▶ [RECORDS SUPPLIED]:

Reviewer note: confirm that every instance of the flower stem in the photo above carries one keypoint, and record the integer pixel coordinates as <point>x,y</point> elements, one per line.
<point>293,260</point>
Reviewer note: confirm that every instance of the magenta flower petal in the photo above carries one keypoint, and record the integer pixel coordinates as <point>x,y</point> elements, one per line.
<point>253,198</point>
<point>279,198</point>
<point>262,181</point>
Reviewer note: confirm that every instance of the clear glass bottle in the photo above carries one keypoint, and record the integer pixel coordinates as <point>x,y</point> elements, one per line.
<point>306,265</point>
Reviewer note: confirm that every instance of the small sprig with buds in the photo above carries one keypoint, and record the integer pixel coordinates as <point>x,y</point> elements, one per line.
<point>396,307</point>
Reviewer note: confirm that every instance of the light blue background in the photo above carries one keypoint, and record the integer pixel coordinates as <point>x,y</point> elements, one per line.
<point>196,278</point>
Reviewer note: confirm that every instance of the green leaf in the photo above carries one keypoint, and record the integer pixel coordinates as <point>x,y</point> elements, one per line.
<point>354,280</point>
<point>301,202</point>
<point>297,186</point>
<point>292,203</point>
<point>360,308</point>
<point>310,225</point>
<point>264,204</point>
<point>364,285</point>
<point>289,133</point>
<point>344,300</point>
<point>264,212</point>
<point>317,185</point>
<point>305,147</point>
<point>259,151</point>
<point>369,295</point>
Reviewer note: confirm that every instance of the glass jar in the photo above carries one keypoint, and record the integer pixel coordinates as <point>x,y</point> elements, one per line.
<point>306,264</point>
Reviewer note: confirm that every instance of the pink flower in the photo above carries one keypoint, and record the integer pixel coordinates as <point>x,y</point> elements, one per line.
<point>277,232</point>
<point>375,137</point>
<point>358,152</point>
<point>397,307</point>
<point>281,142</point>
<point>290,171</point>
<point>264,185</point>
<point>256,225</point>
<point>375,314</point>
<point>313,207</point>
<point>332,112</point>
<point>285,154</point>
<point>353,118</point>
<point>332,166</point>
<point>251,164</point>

▶ [INSTRUCTION]: Output the data above as a CSV with the columns text and answer, one row for each text paired with its answer. Put each field in double quotes and replace line breaks inside a field with spaces.

▶ [THE OUTPUT]:
text,answer
"Reviewer note: confirm that every instance of the flower stem in the photo above carries one keypoint, and record the integer pixel coordinates as <point>x,y</point> elements, one per line.","<point>293,260</point>"
"Reviewer note: confirm that every instance of the magenta flower petal in the photo above carries one keypoint, and record the integer pixel coordinates as <point>x,y</point> elements, one per line.","<point>253,198</point> <point>279,198</point> <point>262,181</point>"
"Reviewer note: confirm that every instance of the clear glass bottle in the photo above carries one keypoint, and record the integer pixel coordinates as <point>x,y</point> elements, one per line.","<point>306,265</point>"
"Reviewer note: confirm that every instance of the small sprig with buds in the photo above carries one keypoint, and record the integer pixel coordinates as <point>x,y</point> elements, one per line.","<point>396,307</point>"
"Reviewer note: confirm that every instance of the light blue background in the photo above carries one keypoint, and record the integer pixel coordinates as <point>x,y</point> elements, one per line.","<point>196,278</point>"
"Reviewer note: confirm that every instance of the green leaf in the photo above carries one keypoint, and record the integer pixel coordinates as <point>x,y</point> elements, one per line.","<point>354,280</point> <point>301,202</point> <point>297,186</point> <point>292,203</point> <point>360,308</point> <point>310,225</point> <point>264,204</point> <point>364,285</point> <point>289,133</point> <point>344,300</point> <point>264,212</point> <point>317,185</point> <point>305,147</point> <point>259,151</point> <point>369,295</point>"
"Reviewer note: confirm that every instance of the glass jar in the photo above carries one keypoint, and record the integer pixel coordinates as <point>x,y</point> elements, one per line.","<point>306,264</point>"
"Reviewer note: confirm that every instance of the pink flower in the photo above carries one keypoint, and record the integer pixel coordinates as <point>x,y</point> elements, one per line.","<point>277,232</point> <point>375,137</point> <point>358,152</point> <point>397,307</point> <point>281,142</point> <point>290,171</point> <point>264,185</point> <point>256,225</point> <point>375,314</point> <point>313,207</point> <point>332,112</point> <point>285,154</point> <point>353,118</point> <point>332,166</point> <point>251,164</point>"